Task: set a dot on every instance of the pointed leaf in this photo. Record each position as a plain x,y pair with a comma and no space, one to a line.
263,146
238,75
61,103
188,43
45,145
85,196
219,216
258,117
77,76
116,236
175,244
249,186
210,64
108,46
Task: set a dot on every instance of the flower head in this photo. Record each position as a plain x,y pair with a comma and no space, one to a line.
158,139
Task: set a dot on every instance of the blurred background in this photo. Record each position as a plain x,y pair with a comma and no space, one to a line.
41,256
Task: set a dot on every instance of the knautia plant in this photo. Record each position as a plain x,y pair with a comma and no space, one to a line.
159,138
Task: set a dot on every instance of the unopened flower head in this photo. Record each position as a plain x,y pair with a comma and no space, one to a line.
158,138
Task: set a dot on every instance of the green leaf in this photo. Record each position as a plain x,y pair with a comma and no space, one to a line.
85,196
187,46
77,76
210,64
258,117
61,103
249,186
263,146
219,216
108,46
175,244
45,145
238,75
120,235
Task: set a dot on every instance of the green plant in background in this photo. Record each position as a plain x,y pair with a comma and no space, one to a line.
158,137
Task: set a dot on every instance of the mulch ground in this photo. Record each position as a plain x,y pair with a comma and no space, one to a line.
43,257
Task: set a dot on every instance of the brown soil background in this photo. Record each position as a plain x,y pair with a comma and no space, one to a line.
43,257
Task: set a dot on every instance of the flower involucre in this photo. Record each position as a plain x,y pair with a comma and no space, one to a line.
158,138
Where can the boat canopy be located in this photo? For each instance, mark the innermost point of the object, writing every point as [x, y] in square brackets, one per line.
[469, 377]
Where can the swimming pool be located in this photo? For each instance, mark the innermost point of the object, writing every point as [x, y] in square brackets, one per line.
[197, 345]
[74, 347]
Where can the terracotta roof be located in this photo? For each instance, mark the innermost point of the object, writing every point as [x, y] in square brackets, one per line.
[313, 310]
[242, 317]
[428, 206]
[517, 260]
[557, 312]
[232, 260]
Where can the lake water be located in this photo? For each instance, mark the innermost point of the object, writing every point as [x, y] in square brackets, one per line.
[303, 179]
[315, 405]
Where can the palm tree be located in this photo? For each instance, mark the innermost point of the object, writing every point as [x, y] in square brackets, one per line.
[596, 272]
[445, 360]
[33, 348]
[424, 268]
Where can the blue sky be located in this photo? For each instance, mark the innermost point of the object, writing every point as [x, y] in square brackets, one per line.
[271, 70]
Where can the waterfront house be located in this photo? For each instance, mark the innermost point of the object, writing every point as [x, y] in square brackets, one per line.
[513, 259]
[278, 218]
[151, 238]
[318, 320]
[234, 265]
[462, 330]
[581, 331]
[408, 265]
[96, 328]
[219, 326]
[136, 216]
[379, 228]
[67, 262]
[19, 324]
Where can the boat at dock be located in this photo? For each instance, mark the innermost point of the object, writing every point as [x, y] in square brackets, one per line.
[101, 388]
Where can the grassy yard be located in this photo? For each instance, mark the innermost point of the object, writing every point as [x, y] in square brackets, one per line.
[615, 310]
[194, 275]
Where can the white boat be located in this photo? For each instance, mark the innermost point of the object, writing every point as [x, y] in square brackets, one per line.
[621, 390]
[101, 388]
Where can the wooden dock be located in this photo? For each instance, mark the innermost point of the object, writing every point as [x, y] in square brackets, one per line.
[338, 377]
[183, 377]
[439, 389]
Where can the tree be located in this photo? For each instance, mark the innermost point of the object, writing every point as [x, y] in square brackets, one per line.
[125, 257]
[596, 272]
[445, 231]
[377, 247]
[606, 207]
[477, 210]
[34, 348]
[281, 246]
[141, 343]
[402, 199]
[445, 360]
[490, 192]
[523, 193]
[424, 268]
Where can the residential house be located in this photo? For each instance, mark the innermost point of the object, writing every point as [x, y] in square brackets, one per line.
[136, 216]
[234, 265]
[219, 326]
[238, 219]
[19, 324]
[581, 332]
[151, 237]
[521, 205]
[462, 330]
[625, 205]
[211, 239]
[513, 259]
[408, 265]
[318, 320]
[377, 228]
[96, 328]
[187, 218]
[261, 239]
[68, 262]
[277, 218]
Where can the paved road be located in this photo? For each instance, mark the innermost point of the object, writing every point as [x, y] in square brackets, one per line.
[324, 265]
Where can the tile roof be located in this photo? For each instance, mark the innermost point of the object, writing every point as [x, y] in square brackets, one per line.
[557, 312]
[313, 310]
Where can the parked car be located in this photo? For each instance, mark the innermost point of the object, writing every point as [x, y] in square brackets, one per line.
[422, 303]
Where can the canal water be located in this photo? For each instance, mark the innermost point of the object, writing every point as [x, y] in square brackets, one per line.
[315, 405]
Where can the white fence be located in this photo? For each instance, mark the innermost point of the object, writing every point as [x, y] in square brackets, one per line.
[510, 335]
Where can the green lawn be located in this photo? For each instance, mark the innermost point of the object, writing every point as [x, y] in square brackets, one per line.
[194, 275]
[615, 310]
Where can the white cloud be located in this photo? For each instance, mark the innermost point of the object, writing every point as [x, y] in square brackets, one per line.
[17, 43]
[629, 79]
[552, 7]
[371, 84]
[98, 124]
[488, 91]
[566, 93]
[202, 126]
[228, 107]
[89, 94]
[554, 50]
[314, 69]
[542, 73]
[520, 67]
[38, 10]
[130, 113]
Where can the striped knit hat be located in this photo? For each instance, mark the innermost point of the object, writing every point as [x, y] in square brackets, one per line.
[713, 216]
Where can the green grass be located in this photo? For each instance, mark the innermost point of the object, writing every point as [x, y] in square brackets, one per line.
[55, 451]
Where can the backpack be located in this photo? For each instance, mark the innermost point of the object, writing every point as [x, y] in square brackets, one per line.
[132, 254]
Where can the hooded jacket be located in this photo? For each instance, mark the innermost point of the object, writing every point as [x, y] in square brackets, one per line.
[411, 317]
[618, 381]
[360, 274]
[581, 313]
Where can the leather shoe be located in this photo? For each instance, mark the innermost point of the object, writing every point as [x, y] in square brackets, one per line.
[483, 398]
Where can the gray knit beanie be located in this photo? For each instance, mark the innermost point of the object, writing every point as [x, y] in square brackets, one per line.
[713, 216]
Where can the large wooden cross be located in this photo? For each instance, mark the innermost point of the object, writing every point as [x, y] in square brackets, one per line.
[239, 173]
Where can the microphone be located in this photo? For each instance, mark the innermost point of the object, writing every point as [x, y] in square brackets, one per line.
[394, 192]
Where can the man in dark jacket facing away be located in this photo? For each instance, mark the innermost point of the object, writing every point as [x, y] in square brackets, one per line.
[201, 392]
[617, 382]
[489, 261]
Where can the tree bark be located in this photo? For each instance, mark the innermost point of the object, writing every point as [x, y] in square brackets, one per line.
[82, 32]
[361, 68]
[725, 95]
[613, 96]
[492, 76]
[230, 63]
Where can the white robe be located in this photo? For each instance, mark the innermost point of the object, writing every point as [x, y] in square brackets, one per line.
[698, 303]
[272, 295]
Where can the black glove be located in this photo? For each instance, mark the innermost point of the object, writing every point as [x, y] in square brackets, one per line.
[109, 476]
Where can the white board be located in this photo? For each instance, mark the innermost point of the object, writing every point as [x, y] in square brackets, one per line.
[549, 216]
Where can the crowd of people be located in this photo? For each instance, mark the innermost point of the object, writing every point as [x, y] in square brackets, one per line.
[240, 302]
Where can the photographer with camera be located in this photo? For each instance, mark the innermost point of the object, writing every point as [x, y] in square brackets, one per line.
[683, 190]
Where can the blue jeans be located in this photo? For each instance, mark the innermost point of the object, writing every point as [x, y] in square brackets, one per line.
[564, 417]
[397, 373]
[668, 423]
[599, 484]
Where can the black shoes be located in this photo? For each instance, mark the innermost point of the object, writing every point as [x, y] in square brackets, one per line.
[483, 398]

> **TASK TO COMPLETE**
Edit the data above so that every occurrence of "in this photo" becomes "in this image", leaving everything else unchanged.

> **SOLUTION**
Task: set a dot on every instance of the pointed leaf in this image. Record each position as a plain x,y pair with a comma and no space, one to a line.
263,146
238,75
61,103
188,43
45,145
85,196
219,216
258,117
77,76
116,236
175,244
249,186
210,64
108,46
Task: set a dot on every instance of the flower head in this image. Record each position as a plain x,y pair with a comma and no space, one to a line.
158,139
Task: set a dot on every instance of the blurred background in this image. Record each position as a plain x,y pair with a comma and no space, one to a line.
41,256
Task: set a dot on every instance of the knautia plant in this image. Record each position as a plain x,y pair with a comma and no space, one to a line.
159,138
Task: set a dot on every instance of the unopened flower head in this image. Record each position as a plain x,y pair with a comma and no space, one to a line.
158,138
Task: set a dot on every instance of the green leaf in this image. Record each position as a plain x,y pair with a comma and no space, one to a line.
85,196
187,46
77,76
210,64
258,117
61,103
249,186
263,146
219,216
108,46
175,244
45,145
238,75
120,235
Task: set a dot on every instance of the green plant in background in this image. Record each position as a plain x,y pair with a comma and no space, one to a line.
158,137
Task: set a dot on every instance of the mulch ground in this image. Record each position as a plain x,y pair with a comma and no space, one to a line.
43,257
Task: set a dot on every instance of the brown soil background in this image. Record each position as a plain x,y pair with a comma and no space, one to a line.
43,257
Task: set a dot on every instance of the flower involucre in this image. Record each position as a plain x,y pair with a comma and no space, one to a line.
158,138
Where can the boat canopy be located in this image? For each instance, mark the innermost point of the object, writing every point as [x, y] in square brackets, one per line.
[469, 377]
Where can the swimming pool be located in this image? For each instance, mark the innermost point of the object, writing every point as [x, y] in square brackets, one per line.
[197, 345]
[74, 347]
Where can the terracotta roof be located in this image? For each instance, mark the innermost point of the object, writing every point as [x, y] in square brackets, one per line.
[313, 310]
[242, 317]
[428, 206]
[517, 260]
[557, 312]
[232, 260]
Where can the lake water be located in this image? For each instance, mark the innermost point of the object, writing every point as [x, y] in square brackets, one per line.
[303, 179]
[315, 405]
Where can the palm tree be located in this image? For each instance, mark the innermost point of the object, writing every point as [x, y] in square brackets, one per line.
[596, 272]
[445, 360]
[33, 348]
[424, 268]
Where can the blue sky be located in this image? For each instance, mark the innermost point of the object, writing every point as [x, y] in square brackets, one per line.
[271, 70]
Where can the waterfront house be located in this image? For each instance, mark the innermost point of the object, writing every point as [x, y] in square brackets, one per line.
[513, 259]
[278, 218]
[151, 238]
[318, 320]
[234, 265]
[462, 330]
[581, 331]
[408, 265]
[96, 328]
[219, 326]
[136, 216]
[379, 228]
[67, 262]
[19, 324]
Where can the boat at dock be located in this image? For each instance, mark the innermost point of the object, writing every point as [x, y] in square brackets, one per line.
[101, 388]
Where can the grassy yard be located in this image? For each instance, mark the innermost point of the object, writing every point as [x, y] in square brackets, one per line.
[615, 310]
[194, 275]
Where can the white boat be located in this image? For each instance, mark the innermost point of the object, writing every point as [x, y] in square brackets, one per line.
[621, 390]
[101, 388]
Where can the wooden dock be located in this image? For each instance, mark the innermost point of the object, writing every point as [x, y] in square brackets, one per line.
[338, 377]
[183, 377]
[439, 389]
Where can the tree be located in this image? For each instance, mark the innermost point of the object, writing every point as [x, y] in square brackets, one per line.
[125, 257]
[596, 272]
[445, 231]
[377, 247]
[606, 207]
[477, 210]
[34, 348]
[281, 246]
[141, 343]
[402, 199]
[445, 360]
[490, 192]
[523, 193]
[424, 268]
Where can the residential house be located in this image? For each instance, mark the innermost point of the object, writing every point as [x, y] in square brackets, one per line.
[136, 216]
[234, 265]
[219, 326]
[238, 219]
[19, 324]
[581, 332]
[151, 237]
[521, 205]
[462, 330]
[625, 205]
[211, 239]
[513, 259]
[408, 265]
[318, 320]
[377, 228]
[96, 328]
[187, 218]
[261, 239]
[68, 262]
[277, 218]
Where can the paved road be located in this image? For each instance, mark the innermost point of the object, writing every point as [x, y] in square brackets, one per line.
[324, 265]
Where can the tile roof be located in this image? For each instance, mark the innermost point of the object, writing every point as [x, y] in square brackets, one per line.
[557, 312]
[313, 310]
Where can the parked car be located in this image? For each instance, mark the innermost point of the object, writing every point as [x, y] in square brackets, one per line.
[422, 303]
Where can the canal water be located in this image? For each instance, mark the innermost point of the object, writing every point as [x, y] in square brackets, one per line.
[315, 405]
Where can the white fence be located in this image? For each instance, mark the innermost point of the object, writing every point as [x, y] in square brackets, one per line.
[510, 335]
Where can the green lawn be located in this image? For each instance, mark the innermost point of the object, writing every point as [x, y] in square brackets, one per line.
[194, 275]
[615, 310]
Where can the white cloud be located in this image? For each instance, mark the innermost point of the object, writing every point as [x, y] in square brackets, one per line.
[17, 43]
[629, 79]
[552, 7]
[371, 84]
[98, 124]
[488, 91]
[566, 93]
[202, 126]
[228, 107]
[89, 94]
[554, 50]
[314, 69]
[542, 73]
[520, 67]
[38, 10]
[130, 113]
Where can the striped knit hat be located in this image? For each instance, mark the innermost point of the object, writing every point as [x, y] in square brackets, one per line.
[713, 216]
Where can the green grass be located in this image? For each instance, mark the innermost point of the object, writing every point as [x, y] in square brackets, one per line.
[55, 451]
Where can the backpack be located in this image? For each instance, mark the innermost point of the object, writing every point as [x, y] in square brackets, one per line.
[132, 254]
Where can the hooded jacket be located in this image? For each instance, mark the innermost point of the object, writing every point as [x, y] in square brackets, one per line.
[411, 317]
[618, 381]
[360, 274]
[581, 313]
Where can the leather shoe be located in this image? For each instance, mark the innermost point of the object, writing every point as [x, y] in square brackets, one per line.
[483, 398]
Where can the gray knit beanie be located in this image? For each instance, mark the innermost point of the object, writing every point as [x, y] in square brackets, one per line.
[713, 216]
Where can the large wooden cross be located in this image? For each instance, mark the innermost point of the object, writing every point as [x, y] in square brackets, one per line.
[239, 173]
Where can the microphone be located in this image? For each instance, mark the innermost point of the object, writing every point as [x, y] in square brackets, one per line.
[394, 192]
Where can the man in dark jacket facing away be located in this image? For each instance, mark the innermost point of the object, writing every point as [x, y] in square brackets, one per line.
[201, 392]
[617, 382]
[489, 261]
Where can the tree bark be located in this image? For each instance, mark the innermost point of the object, writing every point as [x, y] in square brackets, one per line.
[82, 32]
[361, 68]
[725, 95]
[613, 96]
[492, 76]
[230, 63]
Where can the white robe be located in this image? For each instance, mark the innermost point of the object, writing every point as [x, y] in square brackets, one per line.
[698, 303]
[272, 295]
Where can the black glove be located in this image? For each instance, mark the innermost point of the object, writing every point as [x, y] in square brackets, one per line.
[109, 476]
Where can the white board be located in this image? For each instance, mark the innermost point of the object, writing every point as [x, y] in square brackets, one per line.
[549, 216]
Where can the crowd of people be located in this image? For each instance, mark the innermost point of the object, writing every point as [x, y] in square brackets, one per line.
[240, 302]
Where can the photographer with camera be located in this image? For each instance, mark the innermost point of the object, writing every point as [x, y] in square brackets, one per line.
[683, 190]
Where can the blue jeans be located in this image? For each instance, mark the innermost point of the object, writing every point as [x, y] in square brackets, one per line.
[564, 417]
[397, 373]
[668, 423]
[599, 484]
Where can the black shoes be located in this image? For each instance, mark the innermost point of the object, writing every point as [x, y] in square brackets, one per line.
[483, 398]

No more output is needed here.